___ PASSAGE PROVIDED
Russian Sleep experiments
You won’t understand a thing until you read the story or already know it.
In case you haven’t read it , here you go
The story recounts an experiment set in a late–1940s Soviet test facility. In a military-sanctioned scientific experiment, five political prisoners were kept in a sealed gas chamber, with an airborne stimulant continually administered in order to keep the subjects awake for 30 consecutive days. The prisoners were falsely promised that they would be set free from the prison if they completed the experiment.
The subjects behaved as usual during the initial days, talking to each other and whispering to the researchers through the one-way glass, though it was noted that their discussions gradually became darker in subject matter. After nine days, one subject began screaming uncontrollably for hours while the others had no reaction to his outburst. The man screamed for so long that he tore his vocal cords. The man didn’t know why he was screaming. He was paralyzed. When the second one started screaming, the others prevented the researchers from looking inside by pasting torn book pages and their own feces on the porthole windows. A few days passed without the researchers being able to look inside, during which the chamber was completely silent. The researchers used the intercom to test if the subjects were still alive, and got a short response of a subject expressing compliance.
On the 15th day, the researchers decided to turn off the stimulating gas and reopen the chamber. The subjects did not want the gas to turn off, for fear they would fall asleep. Upon looking inside, they discover that the four surviving subjects have performed lethal and severe mutilation and disembowel on themselves during the past days, including tearing off flesh and muscles, removing multiple abdominal internal organs, practicing self-cannibalism, and allowing 10 cm (4 inches) of blood and water to accumulate on the floor by jamming pieces of flesh from the first subject into the drain, who was found dead on the floor as soon as the chamber was opened. The subjects also violently refuse to leave the chamber and begged the scientists to continue administering the stimulant, murdering one soldier and severely injuring another that attempted to remove them. After eventually being removed from the chamber, all subjects were shown to exhibit extreme strength, unprecedented resistance to drugs and sedatives, the ability to remain alive despite lethal injuries, and a desperate desire to stay awake and be given the stimulant. It was also found that if any one of the subjects fell asleep, they would die.
______
___ SOURCE MATERIAL
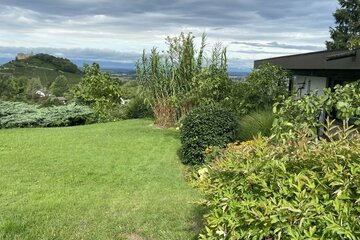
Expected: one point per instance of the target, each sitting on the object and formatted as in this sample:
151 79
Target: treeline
46 60
30 89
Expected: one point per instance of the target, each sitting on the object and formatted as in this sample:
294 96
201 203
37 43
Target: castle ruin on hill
22 56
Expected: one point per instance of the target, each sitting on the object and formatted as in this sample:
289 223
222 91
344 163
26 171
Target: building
318 70
23 56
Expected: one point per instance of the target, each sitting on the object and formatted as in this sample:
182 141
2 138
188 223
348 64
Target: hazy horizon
116 32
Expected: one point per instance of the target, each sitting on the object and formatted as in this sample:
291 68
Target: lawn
120 180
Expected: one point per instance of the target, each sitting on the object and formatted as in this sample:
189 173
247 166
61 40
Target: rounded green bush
203 127
255 123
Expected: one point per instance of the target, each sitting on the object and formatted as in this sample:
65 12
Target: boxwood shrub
206 126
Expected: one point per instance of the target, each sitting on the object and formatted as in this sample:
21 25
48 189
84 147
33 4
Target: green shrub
299 189
99 91
16 114
203 127
137 108
255 123
293 114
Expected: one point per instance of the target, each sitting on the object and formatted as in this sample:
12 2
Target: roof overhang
323 60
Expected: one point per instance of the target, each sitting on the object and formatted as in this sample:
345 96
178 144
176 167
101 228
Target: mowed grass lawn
119 180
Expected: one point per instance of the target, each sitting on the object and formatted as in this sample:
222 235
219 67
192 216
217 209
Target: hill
43 66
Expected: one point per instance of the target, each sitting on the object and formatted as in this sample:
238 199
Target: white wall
303 85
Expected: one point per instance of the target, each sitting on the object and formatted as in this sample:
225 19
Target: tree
99 91
347 32
59 86
260 90
177 80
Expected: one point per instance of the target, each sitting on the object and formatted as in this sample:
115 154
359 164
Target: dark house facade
318 70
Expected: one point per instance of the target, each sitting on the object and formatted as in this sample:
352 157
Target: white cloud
124 26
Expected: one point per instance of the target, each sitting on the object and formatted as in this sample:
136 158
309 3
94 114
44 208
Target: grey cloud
279 45
131 25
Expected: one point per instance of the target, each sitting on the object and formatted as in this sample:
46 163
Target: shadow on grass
197 221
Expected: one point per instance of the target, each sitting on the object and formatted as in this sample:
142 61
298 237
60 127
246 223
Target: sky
115 32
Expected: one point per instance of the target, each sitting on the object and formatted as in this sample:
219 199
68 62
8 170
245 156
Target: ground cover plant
119 180
20 115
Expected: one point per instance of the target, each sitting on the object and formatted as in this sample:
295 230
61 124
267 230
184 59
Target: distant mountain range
43 66
126 68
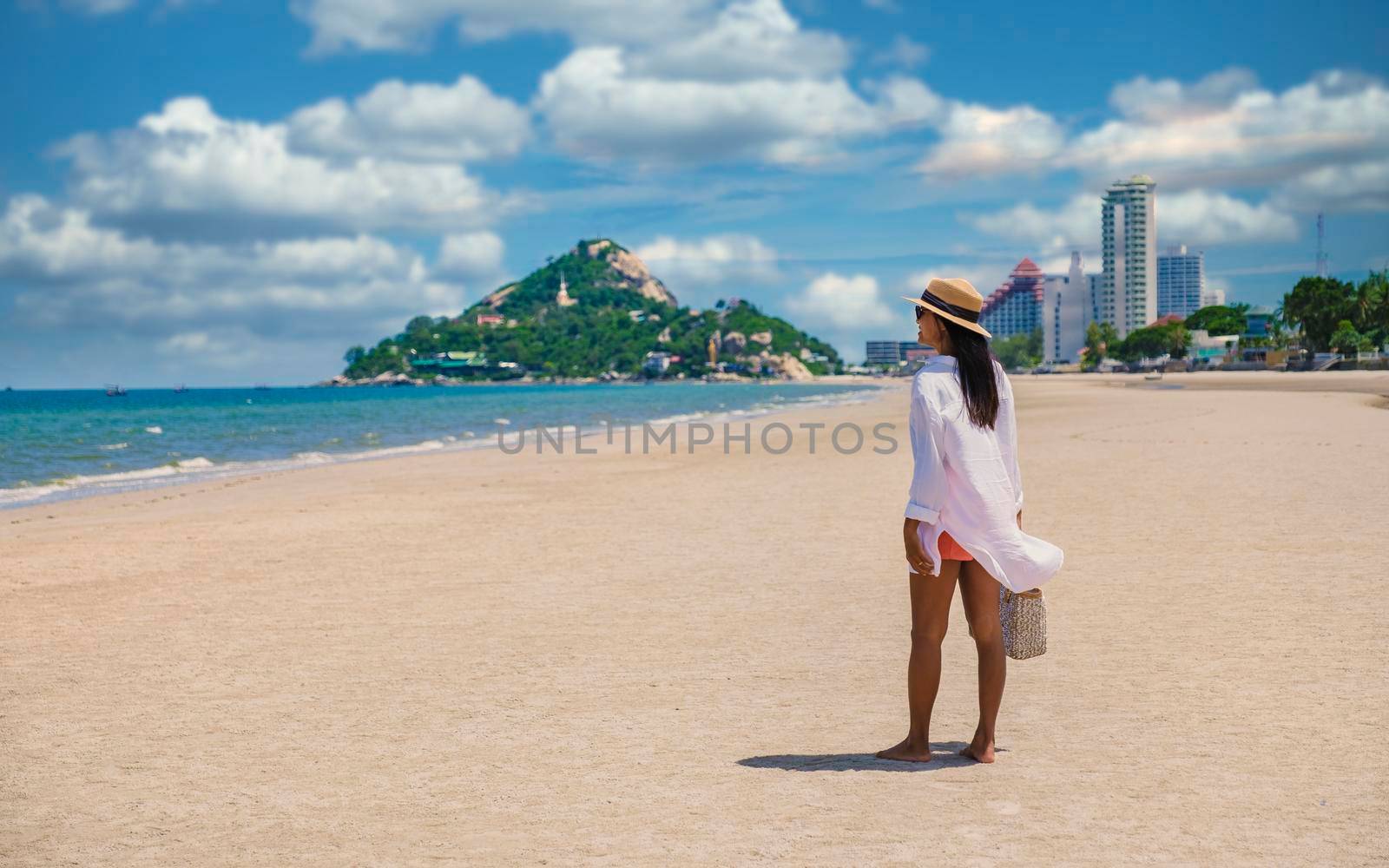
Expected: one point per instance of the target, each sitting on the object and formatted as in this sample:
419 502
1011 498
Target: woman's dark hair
976 367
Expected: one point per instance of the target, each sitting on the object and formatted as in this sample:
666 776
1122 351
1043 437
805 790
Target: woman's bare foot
909 750
979 750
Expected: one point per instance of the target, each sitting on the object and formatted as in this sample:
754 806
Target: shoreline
201 470
375 663
166 476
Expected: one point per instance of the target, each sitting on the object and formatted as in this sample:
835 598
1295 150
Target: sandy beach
624 659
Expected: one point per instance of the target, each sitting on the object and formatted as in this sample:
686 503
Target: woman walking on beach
964 510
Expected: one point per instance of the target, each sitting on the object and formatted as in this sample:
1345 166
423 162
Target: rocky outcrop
634 271
495 299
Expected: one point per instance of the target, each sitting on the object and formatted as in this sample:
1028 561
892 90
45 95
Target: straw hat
953 299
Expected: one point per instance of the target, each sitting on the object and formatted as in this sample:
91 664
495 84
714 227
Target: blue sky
227 194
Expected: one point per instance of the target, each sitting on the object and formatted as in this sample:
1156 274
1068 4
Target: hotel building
1067 305
1129 224
1181 282
1016 307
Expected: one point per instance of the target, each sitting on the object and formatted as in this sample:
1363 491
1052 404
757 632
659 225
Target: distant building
1259 321
1064 312
1129 229
1016 307
656 363
889 352
1092 310
1181 281
882 353
916 352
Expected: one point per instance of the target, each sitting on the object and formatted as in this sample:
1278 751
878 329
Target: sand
608 660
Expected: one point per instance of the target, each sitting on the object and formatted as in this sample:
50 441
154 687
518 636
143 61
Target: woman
964 510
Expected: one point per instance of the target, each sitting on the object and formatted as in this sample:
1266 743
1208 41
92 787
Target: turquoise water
69 444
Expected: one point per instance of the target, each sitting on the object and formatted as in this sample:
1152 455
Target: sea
71 444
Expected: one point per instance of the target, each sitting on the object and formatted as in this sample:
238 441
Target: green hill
592 312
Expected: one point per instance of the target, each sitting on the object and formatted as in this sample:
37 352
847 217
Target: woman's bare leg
979 594
930 618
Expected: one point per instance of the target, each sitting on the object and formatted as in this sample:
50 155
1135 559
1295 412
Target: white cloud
1203 217
749 39
1354 187
66 271
470 256
187 166
424 122
393 25
902 52
1227 129
1050 231
97 7
597 108
844 303
1191 217
981 141
1319 142
696 268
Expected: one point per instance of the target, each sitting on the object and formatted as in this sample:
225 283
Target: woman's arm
927 493
1007 431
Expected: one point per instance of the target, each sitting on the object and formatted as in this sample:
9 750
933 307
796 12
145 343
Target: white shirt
967 481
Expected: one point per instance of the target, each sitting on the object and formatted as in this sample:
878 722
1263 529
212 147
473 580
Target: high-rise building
1129 224
1016 307
1066 312
1213 298
1181 281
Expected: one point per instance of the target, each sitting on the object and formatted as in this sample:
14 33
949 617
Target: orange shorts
951 550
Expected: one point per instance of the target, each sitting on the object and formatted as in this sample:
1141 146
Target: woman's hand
916 552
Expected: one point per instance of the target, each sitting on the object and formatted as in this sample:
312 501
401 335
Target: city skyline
234 194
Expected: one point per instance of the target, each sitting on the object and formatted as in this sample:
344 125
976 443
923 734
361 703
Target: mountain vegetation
594 312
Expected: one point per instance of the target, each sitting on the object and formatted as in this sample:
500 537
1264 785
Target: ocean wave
205 469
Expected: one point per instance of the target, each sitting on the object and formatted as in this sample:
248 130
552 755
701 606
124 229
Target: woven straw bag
1024 622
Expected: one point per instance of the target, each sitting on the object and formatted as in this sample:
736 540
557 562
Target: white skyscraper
1129 222
1066 312
1181 282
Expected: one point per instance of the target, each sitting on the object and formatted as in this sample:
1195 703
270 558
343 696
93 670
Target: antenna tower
1321 238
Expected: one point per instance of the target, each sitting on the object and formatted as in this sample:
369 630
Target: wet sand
622 659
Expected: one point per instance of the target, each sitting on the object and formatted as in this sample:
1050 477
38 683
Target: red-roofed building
1016 307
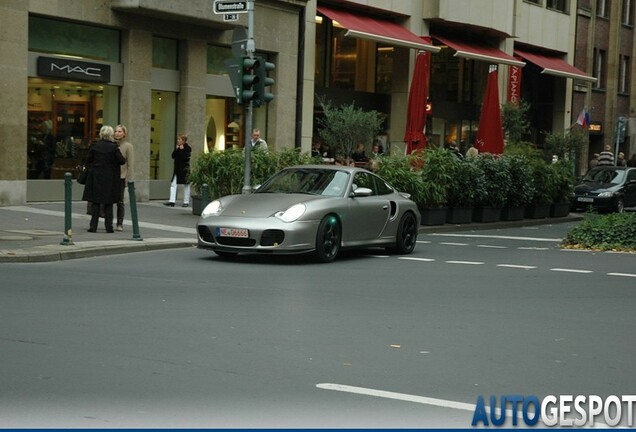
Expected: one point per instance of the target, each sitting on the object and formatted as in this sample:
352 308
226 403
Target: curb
57 252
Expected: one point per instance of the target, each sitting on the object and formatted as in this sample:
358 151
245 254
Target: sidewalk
35 232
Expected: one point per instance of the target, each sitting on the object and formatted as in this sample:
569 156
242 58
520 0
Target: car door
368 214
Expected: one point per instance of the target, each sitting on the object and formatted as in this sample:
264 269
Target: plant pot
512 213
433 216
537 211
197 205
459 215
486 214
559 210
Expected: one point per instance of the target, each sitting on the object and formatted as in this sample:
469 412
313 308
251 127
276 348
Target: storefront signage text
73 69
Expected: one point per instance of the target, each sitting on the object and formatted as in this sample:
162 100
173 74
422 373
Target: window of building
66 38
558 5
163 133
63 119
165 53
624 75
599 68
351 63
602 8
628 12
217 56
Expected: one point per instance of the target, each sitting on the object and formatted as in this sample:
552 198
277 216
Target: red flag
490 133
416 109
______
_TASKS AND EXERCISES_:
A. Say whether each statement agrees with the sleep-experiment text: (i) the stimulant was meant to keep the subjects awake for 30 consecutive days; (ii) one subject began screaming uncontrollably after nine days; (iii) the researchers turned off the gas on the 10th day. For each, answer yes or no and quote the words of the text that decide it.
B. In the sleep-experiment text, what did the subjects paste on the porthole windows?
C. Reproduce the sleep-experiment text word for word from "In case you" to "completed the experiment.".

_EXERCISE ANSWERS_:
A.
(i) Yes: "in order to keep the subjects awake for 30 consecutive days"
(ii) Yes: "After nine days, one subject began screaming uncontrollably for hours"
(iii) No: "On the 15th day, the researchers decided to turn off the stimulating gas and reopen the chamber."

B. Torn book pages and their own feces.

C.
In case you haven’t read it , here you go
The story recounts an experiment set in a late–1940s Soviet test facility. In a military-sanctioned scientific experiment, five political prisoners were kept in a sealed gas chamber, with an airborne stimulant continually administered in order to keep the subjects awake for 30 consecutive days. The prisoners were falsely promised that they would be set free from the prison if they completed the experiment.